**Exercise brief**
Everything in the entries except the pictures must be repeated exactly.

**Supplied material**
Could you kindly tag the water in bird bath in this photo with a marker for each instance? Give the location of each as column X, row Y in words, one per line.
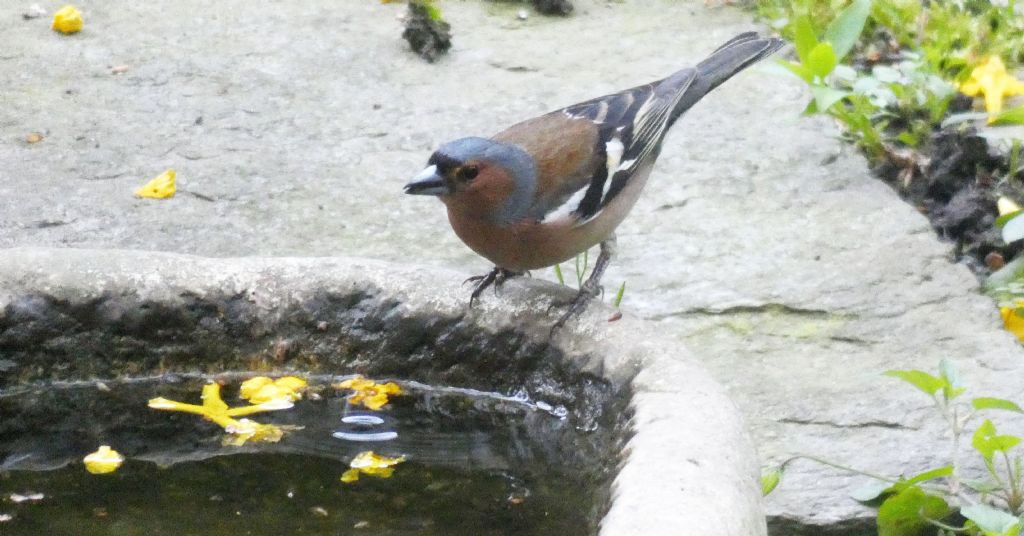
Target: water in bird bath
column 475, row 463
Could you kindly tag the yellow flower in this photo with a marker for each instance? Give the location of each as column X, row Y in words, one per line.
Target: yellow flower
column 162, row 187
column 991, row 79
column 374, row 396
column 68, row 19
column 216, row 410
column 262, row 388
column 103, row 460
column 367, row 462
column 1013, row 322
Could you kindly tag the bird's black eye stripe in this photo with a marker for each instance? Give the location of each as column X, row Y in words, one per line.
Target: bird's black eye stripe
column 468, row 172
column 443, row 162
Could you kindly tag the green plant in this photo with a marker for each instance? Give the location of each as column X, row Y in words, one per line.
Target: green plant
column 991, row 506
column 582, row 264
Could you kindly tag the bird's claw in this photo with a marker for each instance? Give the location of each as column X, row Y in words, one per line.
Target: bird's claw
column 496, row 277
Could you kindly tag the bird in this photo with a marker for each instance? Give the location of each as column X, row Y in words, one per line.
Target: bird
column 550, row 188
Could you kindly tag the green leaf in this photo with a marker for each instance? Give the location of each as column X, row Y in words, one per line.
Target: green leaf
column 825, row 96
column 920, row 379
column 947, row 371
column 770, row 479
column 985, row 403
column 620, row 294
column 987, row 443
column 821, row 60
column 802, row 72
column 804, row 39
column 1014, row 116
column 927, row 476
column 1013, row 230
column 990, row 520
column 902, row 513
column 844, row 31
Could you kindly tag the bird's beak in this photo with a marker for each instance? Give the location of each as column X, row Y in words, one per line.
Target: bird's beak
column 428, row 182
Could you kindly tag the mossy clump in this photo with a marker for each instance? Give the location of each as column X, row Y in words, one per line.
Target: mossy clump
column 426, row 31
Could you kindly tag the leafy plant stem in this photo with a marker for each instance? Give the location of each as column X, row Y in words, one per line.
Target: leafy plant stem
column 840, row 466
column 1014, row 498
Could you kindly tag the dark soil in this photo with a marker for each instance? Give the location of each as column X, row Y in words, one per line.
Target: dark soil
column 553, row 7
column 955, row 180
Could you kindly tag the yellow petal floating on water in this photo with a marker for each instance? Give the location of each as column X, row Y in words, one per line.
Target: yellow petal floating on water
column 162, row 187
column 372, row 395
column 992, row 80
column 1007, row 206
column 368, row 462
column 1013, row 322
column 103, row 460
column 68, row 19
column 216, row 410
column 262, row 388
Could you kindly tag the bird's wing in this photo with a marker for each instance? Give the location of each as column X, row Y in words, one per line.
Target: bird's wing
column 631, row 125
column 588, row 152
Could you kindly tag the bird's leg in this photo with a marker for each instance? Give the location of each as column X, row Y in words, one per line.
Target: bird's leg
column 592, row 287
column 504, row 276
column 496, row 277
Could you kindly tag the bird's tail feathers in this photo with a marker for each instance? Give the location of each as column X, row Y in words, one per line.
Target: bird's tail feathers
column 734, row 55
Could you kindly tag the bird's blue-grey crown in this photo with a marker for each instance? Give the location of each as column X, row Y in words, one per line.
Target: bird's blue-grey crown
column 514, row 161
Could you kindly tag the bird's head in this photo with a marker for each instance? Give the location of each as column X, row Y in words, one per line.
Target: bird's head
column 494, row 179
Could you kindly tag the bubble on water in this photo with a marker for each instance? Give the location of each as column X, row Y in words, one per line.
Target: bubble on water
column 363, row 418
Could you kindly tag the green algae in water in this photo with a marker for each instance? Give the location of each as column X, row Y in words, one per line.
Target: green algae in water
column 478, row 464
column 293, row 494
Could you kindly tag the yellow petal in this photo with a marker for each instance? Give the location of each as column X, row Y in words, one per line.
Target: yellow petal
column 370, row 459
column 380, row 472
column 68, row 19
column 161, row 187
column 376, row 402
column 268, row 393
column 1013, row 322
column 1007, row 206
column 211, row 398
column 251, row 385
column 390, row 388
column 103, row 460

**Response area**
Could you kindly tag the water in bird bath in this photo with a marker for each instance? Give the location of each as column X, row Y in words, one per line.
Target: water in bird bath
column 475, row 463
Could you kindly tag the yellow flower in this photo with a marker for each instance? Give the location of each as column X, row Y in words, one per line.
Target: yellow flower
column 162, row 187
column 991, row 79
column 374, row 396
column 68, row 19
column 216, row 410
column 262, row 388
column 103, row 460
column 367, row 462
column 1013, row 322
Could you kindly tag the bird's black eye stripe in this photo with a marker for each instance? Give the location of each as column X, row Y in words, one per line.
Target: bird's black eye stripe
column 468, row 172
column 443, row 162
Could you kindly tag the green plant in this photo with a marker for each instance? Give the location of each as column X, row Y in words, one per line.
Target: green plant
column 991, row 506
column 582, row 264
Could you kindly tag the bird's claw in this photo with a marker for each instance? Give the location of each as column X, row Y in words, one per line.
Target: bird's claw
column 496, row 277
Could you kindly tag the bird in this photo with a marker for each instance? Give the location of each as column X, row Y in words, one per line.
Target: bird
column 550, row 188
Could you kindly tag the green leaf in this photo with a marker for each instance? Give the location of each as column X, row Y in words, one per line.
Target: green leaf
column 825, row 96
column 920, row 379
column 947, row 371
column 770, row 479
column 985, row 403
column 620, row 294
column 987, row 443
column 821, row 60
column 802, row 72
column 804, row 39
column 1014, row 116
column 927, row 476
column 1013, row 230
column 990, row 520
column 902, row 513
column 844, row 31
Could you kindly tag the bird's beak in this photo with a marker for each instance? Give the location of each as column X, row Y in words, one per line.
Target: bird's beak
column 428, row 182
Could you kindly tag the mossy clump in this photo with a marker for each instance? Give the location of each as column X, row Y in words, one per line.
Target: mossy clump
column 426, row 31
Could you kindly tag the leafy plant stem in this photo with a marker for each instance? Give the location of each as column X, row Y in words, one per line.
Target: leafy plant stem
column 840, row 466
column 1014, row 498
Could you kindly tag the dark soil in this photo with a marker for each instance? Give the location of each as column X, row Y in words, one per line.
Target: dark soil
column 553, row 7
column 955, row 180
Could you kindly tag the yellow petal floating on water in this photo with a marker for each instance? Give the location of each as column X, row Y in words, one per line.
Target: yellow petal floating on water
column 162, row 187
column 372, row 395
column 992, row 80
column 1007, row 206
column 368, row 462
column 1013, row 322
column 103, row 460
column 68, row 19
column 216, row 410
column 262, row 388
Could you kindly tag the bird's wing in this photo with a marker for each instance? Give the location of each as column X, row Y in words, one per line.
Target: bird's wing
column 631, row 125
column 588, row 152
Could you kindly tag the bird's leg in this photo with a marker for each instance? Give the location of each as column X, row Y in words, one per line.
Target: bird's leg
column 592, row 287
column 504, row 276
column 496, row 277
Could you kindly tag the bird's tail feathers in this photo with a marker for each instance? Give the location of each as column X, row Y in words, one per line.
Target: bird's tail feathers
column 734, row 55
Could you kindly tag the bird's blue-grey crown in this photo with a marker for each instance? Give the location of each as column X, row Y in words, one per line.
Target: bird's blue-grey crown
column 514, row 161
Could you kindly tag the bird's head in this photo with a marker for each instance? Give the location of each as column X, row Y in words, one per line.
Target: bird's head
column 494, row 179
Could you kindly tag the bubble on water in this photo with a marker for each instance? Give the location of each as column X, row Y in words, one per line.
Target: bubble on water
column 363, row 418
Could you kindly tag the green algae in water in this photo with a marker for each instance? Give the location of each as column X, row Y in words, one per line.
Target: green algae in water
column 478, row 464
column 293, row 494
Could you kindly tag the yellow petal in this photo with a marker for each instance? Give the location of each as column X, row Y in words, one per line.
Target: yellow petal
column 370, row 459
column 380, row 472
column 68, row 19
column 161, row 187
column 376, row 402
column 268, row 393
column 1013, row 322
column 1007, row 206
column 211, row 398
column 251, row 385
column 390, row 388
column 103, row 460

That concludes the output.